WHAT TO PRODUCE: Copy verbatim the lines running from the start of the collected data through the line that contains "positive clicks: (477, 318)", including both ends. Omit the pictures from your copy.

[Collected data]
== Segment start ==

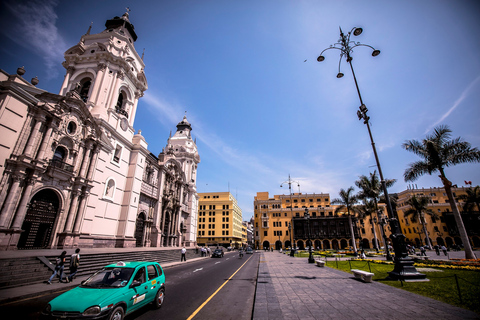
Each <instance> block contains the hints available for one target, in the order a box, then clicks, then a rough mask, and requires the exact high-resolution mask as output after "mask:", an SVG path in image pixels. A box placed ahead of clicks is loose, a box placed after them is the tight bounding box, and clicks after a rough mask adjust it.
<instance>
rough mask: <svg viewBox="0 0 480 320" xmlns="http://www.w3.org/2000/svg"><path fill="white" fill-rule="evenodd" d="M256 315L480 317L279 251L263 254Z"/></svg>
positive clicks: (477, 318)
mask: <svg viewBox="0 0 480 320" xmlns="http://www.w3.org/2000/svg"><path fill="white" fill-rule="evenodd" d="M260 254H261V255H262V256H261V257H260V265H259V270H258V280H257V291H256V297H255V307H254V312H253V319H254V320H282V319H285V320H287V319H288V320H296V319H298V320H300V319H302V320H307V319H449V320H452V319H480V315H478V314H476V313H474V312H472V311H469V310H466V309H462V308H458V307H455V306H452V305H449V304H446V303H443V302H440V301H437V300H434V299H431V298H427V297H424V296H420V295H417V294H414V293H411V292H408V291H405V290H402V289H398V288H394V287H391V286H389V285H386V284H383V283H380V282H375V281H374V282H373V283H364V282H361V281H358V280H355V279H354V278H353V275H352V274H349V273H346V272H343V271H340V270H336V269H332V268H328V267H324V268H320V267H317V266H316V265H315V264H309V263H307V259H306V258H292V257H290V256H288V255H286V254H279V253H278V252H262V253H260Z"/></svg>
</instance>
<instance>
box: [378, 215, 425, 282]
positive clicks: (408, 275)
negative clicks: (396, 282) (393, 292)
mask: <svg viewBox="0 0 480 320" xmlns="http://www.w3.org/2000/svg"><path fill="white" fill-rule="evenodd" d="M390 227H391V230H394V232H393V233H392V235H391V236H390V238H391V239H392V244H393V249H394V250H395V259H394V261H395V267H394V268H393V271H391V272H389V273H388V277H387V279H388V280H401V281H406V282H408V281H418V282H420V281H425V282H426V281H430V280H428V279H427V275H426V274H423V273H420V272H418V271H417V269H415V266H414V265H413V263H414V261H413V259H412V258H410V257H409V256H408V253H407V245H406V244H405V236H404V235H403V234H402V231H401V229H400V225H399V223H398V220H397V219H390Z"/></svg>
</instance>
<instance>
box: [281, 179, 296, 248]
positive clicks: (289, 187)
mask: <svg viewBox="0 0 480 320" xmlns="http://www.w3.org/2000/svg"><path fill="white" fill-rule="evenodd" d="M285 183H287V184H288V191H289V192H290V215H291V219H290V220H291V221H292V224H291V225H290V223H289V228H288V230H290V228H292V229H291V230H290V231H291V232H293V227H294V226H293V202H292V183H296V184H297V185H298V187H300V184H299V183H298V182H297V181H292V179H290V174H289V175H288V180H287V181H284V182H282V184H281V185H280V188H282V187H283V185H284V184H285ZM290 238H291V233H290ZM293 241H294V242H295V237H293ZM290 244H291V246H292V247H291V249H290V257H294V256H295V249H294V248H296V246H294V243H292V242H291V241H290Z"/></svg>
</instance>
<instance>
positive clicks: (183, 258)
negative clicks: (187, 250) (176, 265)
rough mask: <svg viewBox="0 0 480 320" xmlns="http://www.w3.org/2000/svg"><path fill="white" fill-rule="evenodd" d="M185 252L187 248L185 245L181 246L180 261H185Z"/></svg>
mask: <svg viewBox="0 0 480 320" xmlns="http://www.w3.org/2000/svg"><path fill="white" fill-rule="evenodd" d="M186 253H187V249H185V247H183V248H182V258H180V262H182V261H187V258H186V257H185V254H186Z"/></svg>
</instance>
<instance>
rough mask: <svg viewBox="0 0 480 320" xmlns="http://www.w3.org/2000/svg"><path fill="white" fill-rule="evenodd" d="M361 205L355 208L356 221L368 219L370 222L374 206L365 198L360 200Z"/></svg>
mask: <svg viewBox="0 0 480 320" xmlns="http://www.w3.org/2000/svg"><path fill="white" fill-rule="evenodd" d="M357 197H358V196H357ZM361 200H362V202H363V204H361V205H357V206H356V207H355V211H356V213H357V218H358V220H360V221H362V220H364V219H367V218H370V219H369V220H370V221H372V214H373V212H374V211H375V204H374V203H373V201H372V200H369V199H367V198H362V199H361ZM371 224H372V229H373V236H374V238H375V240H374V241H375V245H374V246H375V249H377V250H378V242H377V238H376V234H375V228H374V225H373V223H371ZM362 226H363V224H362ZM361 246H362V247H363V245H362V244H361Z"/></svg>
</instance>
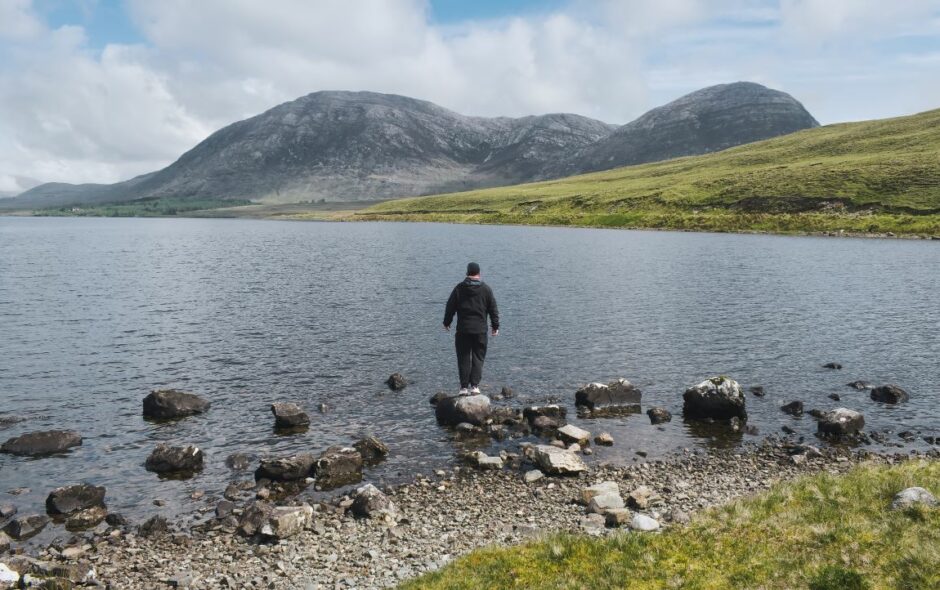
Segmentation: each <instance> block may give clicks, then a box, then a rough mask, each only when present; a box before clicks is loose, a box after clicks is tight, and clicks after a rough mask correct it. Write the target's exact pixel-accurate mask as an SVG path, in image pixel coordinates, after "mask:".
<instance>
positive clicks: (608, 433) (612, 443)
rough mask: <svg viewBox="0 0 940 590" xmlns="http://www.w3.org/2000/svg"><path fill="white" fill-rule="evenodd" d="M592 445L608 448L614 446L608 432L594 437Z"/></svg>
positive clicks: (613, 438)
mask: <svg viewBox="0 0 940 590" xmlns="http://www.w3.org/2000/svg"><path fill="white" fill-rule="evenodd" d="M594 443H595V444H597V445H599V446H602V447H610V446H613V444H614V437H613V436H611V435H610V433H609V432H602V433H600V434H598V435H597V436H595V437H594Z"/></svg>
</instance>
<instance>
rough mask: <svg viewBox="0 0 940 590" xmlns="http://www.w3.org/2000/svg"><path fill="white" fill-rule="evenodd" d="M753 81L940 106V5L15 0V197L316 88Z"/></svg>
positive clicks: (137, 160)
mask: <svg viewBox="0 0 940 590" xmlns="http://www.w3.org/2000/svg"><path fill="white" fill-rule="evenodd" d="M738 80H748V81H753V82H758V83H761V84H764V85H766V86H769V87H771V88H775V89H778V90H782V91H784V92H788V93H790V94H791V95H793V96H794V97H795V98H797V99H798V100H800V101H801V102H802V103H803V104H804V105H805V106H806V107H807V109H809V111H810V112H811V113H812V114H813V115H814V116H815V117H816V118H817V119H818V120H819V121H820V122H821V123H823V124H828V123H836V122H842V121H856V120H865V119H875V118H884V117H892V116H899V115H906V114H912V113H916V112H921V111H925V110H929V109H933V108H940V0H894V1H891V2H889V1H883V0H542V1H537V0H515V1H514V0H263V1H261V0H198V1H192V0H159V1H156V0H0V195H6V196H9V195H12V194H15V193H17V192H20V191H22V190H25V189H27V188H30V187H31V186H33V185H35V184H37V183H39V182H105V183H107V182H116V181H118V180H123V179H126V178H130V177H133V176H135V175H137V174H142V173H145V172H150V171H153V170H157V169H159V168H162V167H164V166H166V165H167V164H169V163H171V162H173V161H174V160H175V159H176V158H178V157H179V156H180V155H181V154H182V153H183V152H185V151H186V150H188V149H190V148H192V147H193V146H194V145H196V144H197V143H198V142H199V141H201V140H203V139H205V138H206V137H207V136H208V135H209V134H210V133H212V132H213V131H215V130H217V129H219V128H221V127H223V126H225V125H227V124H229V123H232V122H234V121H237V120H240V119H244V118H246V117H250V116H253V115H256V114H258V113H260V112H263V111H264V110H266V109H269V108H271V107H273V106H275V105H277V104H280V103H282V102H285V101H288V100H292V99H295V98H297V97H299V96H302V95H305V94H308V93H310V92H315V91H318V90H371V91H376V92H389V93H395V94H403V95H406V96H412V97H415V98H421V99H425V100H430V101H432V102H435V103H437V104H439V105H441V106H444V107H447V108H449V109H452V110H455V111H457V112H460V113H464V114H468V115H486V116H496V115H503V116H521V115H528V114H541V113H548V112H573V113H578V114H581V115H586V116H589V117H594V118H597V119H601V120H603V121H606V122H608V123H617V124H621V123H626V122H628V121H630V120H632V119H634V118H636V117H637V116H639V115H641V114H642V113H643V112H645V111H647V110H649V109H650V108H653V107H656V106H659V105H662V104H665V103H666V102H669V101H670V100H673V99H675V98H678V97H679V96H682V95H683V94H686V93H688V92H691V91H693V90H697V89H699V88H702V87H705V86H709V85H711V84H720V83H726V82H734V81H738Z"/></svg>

== Segment end ==

EXERCISE RESPONSE:
Each <instance> block contains the hints available for one target, in the order a box, then clicks, then a rough mask, and requires the exact high-resolution mask as output after "mask:", an SVG path in image pixels. A box placed ahead of clicks is loose, a box placed after them is the tight bounding box, and clicks after a rough mask adjust it.
<instance>
rough mask: <svg viewBox="0 0 480 320" xmlns="http://www.w3.org/2000/svg"><path fill="white" fill-rule="evenodd" d="M256 315L480 317L279 251L263 254Z"/></svg>
positive clicks: (477, 318)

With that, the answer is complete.